Texto de la página =>
En casa la música siempre fue una condición. Nadie la pedía, estaba allí, viviendo con nosotros, moviéndose. La música gobernaba. No podía evitarse. De un cuarto al otro se escuchaba siempre el susurro de una guitarra y luego venía la voz que, inconsciente, se rendía ante el embrujo de la canción.
Desde pequeña, el ejercicio no consistía solo en escuchar, sino en aprender también. La abuela me enseñaba a estar siempre derecha, agarrar el micrófono con firmeza y aparentar la soltura que, con los nervios, no está realmente ahí. Me ponía en frente de una pared de la sala que está llena de espejos y empezaba la lección: ponte derecha, sonríe, mira con dulzura.
El comentario más importante era siempre el del final: hija, si alguien en el público te mira mal o te saca la lengua, no lo mires ni le prestes atención, tú estás en un escenario, ellos son solo espectadores, me decía la abuela.
Por todo esto, no fue fácil resistirse a la música. Desde pequeña escuché las voces perfectamente acopladas, las melodías difíciles y bellas, la guitarra afinada, rítmica. Siempre tres voces: la de mi abuela, la de mi abuelo, la de mi mamá.
Para los tres la música siempre lo fue todo, no había más. O tal vez había más, pero quién querría buscar más allá, para qué. En la música lo encontraron todo: la vida, los viajes, un oficio, el mundo. Mis abuelos, además, encontraron el amor. Mamá encontró un camino, una forma de vivir, una vocación.
Desde los primeros años fui testigo de los viajes y los ensayos, de la vanidad, del espectáculo. Mamá cuenta la anécdota de cómo me llevaba a sus ensayos siendo apenas una bebé de brazos y me dejaba en una canastica mientras todos cantaban. Ella, inocente y culpable, me mantenía ahí, cerca, con la ilusión de que la música alguna vez viviera en mí. Si es que no lo hacía ya.
Y, aunque mamá siempre ha sido una mujer de fe, no le dejó nada al destino y construyó un mundo musical para mí, empezó con el coro Aserrín Aserrán. Fue la primera experiencia artística que me acercó no solo a un talento, sino a las luces, al espectáculo, a un oficio.
Mamá dirigía el coro, daba clases de música en mi colegio y en casa seguía siendo una tutora en lo artístico: niña, estás desafinada, muy bien, la canción va así, y un, dos, tres, me decía.

Datos proporcionados =>
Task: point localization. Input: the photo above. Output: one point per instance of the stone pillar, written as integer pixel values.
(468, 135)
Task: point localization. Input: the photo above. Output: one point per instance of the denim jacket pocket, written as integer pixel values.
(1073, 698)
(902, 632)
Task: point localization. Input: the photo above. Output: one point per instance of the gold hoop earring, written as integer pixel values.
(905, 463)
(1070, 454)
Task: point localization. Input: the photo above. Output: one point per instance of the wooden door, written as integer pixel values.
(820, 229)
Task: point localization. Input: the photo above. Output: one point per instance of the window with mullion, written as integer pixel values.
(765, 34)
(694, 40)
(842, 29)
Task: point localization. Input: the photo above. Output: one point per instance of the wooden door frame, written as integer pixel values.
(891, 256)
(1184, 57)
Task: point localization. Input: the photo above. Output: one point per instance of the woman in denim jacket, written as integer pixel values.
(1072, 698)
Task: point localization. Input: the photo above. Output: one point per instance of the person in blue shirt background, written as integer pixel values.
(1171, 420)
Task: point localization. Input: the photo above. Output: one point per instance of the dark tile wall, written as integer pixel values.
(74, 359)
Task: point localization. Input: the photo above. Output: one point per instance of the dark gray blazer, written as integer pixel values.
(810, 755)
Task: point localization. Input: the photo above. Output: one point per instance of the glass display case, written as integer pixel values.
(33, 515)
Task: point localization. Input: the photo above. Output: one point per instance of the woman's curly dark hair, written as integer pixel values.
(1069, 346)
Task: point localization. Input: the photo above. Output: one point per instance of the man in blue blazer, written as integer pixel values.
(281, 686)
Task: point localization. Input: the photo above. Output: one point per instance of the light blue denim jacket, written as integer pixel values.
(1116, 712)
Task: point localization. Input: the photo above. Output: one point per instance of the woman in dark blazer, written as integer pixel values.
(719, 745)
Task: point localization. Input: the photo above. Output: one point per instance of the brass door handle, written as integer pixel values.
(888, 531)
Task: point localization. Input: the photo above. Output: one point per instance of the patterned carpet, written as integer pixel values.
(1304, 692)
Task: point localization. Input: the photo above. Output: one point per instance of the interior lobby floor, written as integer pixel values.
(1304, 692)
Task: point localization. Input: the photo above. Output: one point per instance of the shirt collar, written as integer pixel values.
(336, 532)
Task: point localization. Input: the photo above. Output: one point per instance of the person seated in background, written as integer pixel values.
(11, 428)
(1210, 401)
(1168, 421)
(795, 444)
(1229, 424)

Ejercicio escrito 1 =>
Según el relato, ¿por qué la abuela aconsejaba no mirar ni atender a quien, desde el público, mirara mal o sacara la lengua? Responde en una o dos oraciones.
Ejercicio escrito 2 =>
Vuelve a escribir sin cambios el fragmento del relato que va desde "Para los tres" hasta "lo hacía ya.", ambos incluidos.

Respuesta correcta 1 =>
Porque quien canta está en un escenario y los demás son solo espectadores.

Respuesta correcta 2 =>
Para los tres la música siempre lo fue todo, no había más. O tal vez había más, pero quién querría buscar más allá, para qué. En la música lo encontraron todo: la vida, los viajes, un oficio, el mundo. Mis abuelos, además, encontraron el amor. Mamá encontró un camino, una forma de vivir, una vocación.
Desde los primeros años fui testigo de los viajes y los ensayos, de la vanidad, del espectáculo. Mamá cuenta la anécdota de cómo me llevaba a sus ensayos siendo apenas una bebé de brazos y me dejaba en una canastica mientras todos cantaban. Ella, inocente y culpable, me mantenía ahí, cerca, con la ilusión de que la música alguna vez viviera en mí. Si es que no lo hacía ya.